EXERCISE BRIEF = The entire listing that follows must be repeated exactly, pictures excluded.
-- Opening Marker --
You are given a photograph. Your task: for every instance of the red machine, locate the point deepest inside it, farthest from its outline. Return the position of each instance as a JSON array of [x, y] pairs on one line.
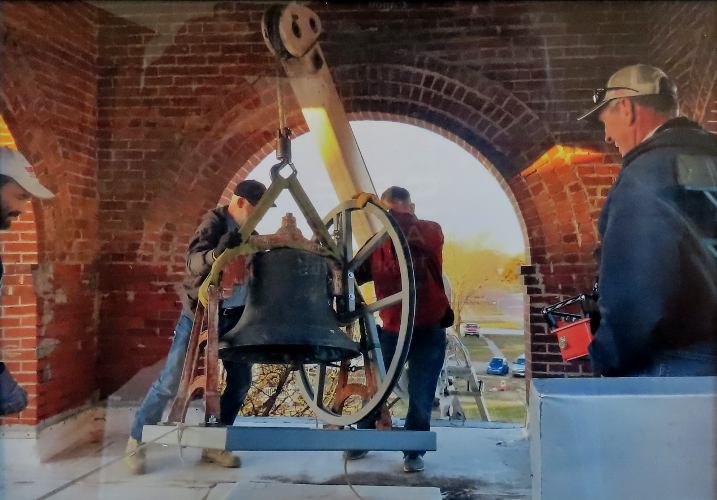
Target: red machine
[[574, 329]]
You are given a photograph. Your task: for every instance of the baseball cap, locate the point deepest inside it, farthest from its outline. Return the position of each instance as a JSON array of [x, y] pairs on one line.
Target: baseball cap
[[630, 81], [14, 165], [252, 191]]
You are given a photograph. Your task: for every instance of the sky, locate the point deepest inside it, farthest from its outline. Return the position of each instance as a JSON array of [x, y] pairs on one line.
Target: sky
[[447, 184]]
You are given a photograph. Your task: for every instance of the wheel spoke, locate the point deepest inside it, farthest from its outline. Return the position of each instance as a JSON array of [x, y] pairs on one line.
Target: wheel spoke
[[366, 250], [320, 385], [389, 301], [375, 353]]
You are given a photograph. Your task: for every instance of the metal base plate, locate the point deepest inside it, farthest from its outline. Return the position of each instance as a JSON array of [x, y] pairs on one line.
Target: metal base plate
[[236, 438]]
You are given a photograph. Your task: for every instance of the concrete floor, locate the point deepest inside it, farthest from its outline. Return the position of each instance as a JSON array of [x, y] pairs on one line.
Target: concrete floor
[[476, 461]]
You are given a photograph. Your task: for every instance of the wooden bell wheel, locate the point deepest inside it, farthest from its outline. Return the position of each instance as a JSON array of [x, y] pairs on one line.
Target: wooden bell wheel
[[344, 393]]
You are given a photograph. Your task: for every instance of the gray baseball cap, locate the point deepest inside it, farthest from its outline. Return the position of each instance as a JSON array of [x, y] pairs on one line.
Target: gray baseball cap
[[14, 165], [631, 81]]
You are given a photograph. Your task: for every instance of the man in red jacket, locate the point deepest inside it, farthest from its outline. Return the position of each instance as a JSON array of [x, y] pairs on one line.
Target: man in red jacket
[[428, 343]]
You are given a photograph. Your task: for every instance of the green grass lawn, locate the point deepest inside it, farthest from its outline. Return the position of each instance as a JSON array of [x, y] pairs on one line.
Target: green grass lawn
[[502, 411], [511, 346]]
-- Closing Marker --
RESPONSE TO THIS TASK =
You are given a photograph. Your task: for every instance of the red machine, locate the point deepest inside it, farthest from its outline. Return the position of each instance as a JSON array of [x, y] pairs on one line.
Target: red machine
[[574, 329]]
You are given a photograph. Your task: for every instance of the baseball cap, locate the point deepest inside it, farthest from its outline. Return the position of each instance as a JSON array of [x, y] pairs on one line.
Target: baseball cap
[[630, 81], [14, 165], [252, 191]]
You are given a photograph. Your task: for every instance of the sky, locate the point deepest inside it, farthest from its outline. Return the position of each instance as a JSON array of [x, y] pairs on one line.
Target: sky
[[447, 184]]
You are given a photograph. Your task: for every instance of the wheel spoke, locate the point deepest inside it, farthest from its outline. Return the position of each instance as a JSON array of [x, y] pairs on one line.
Target: wheel spoke
[[366, 250], [320, 385], [389, 301], [375, 353]]
You are given a photograph. Your task: for every instance of the metal base plate, locate the point deepest inside it, farthest from its outline. Return the position of each instance as a JSON array of [x, y] pairs on one line.
Target: metal base plate
[[236, 438]]
You are given a photograph. Your task: for every instance of the concrete floor, locate the point deepest inside it, farthest from its outline. Return the position of each instance as a JSON array of [x, y] pairs on one line.
Target: concrete floor
[[476, 461]]
You are given a photograph. Your task: for every instance of the wooden bell wheel, locate the point deepest inside it, farthest from its outline. Return the position of each instance as a JSON array of [x, y] pairs on one line.
Target: wooden bell wheel
[[344, 393]]
You are given a photograph. Your task: for every instance of the gray baseball cap, locate the point deepest inside it, farthest from its outline. Return the position of each instance as a JSON array of [x, y] pairs on one line.
Target: gray baseball cap
[[14, 165], [631, 81]]
You are given a photograph. Your task: for every instance of the man in red jacket, locate the point deepest inside it, farthest from its outline. Return the position of each instance as a JSON array of [x, y] pairs on one line.
Target: man in red jacket
[[428, 343]]
You are given a photograph. Your task: for every instance of the green grass lawn, locate the point deepest inside it, farthest from its outline. Return the position of each instance as a JSON array of [x, y] pairs on one line.
Target: green grass lawn
[[502, 411], [511, 346]]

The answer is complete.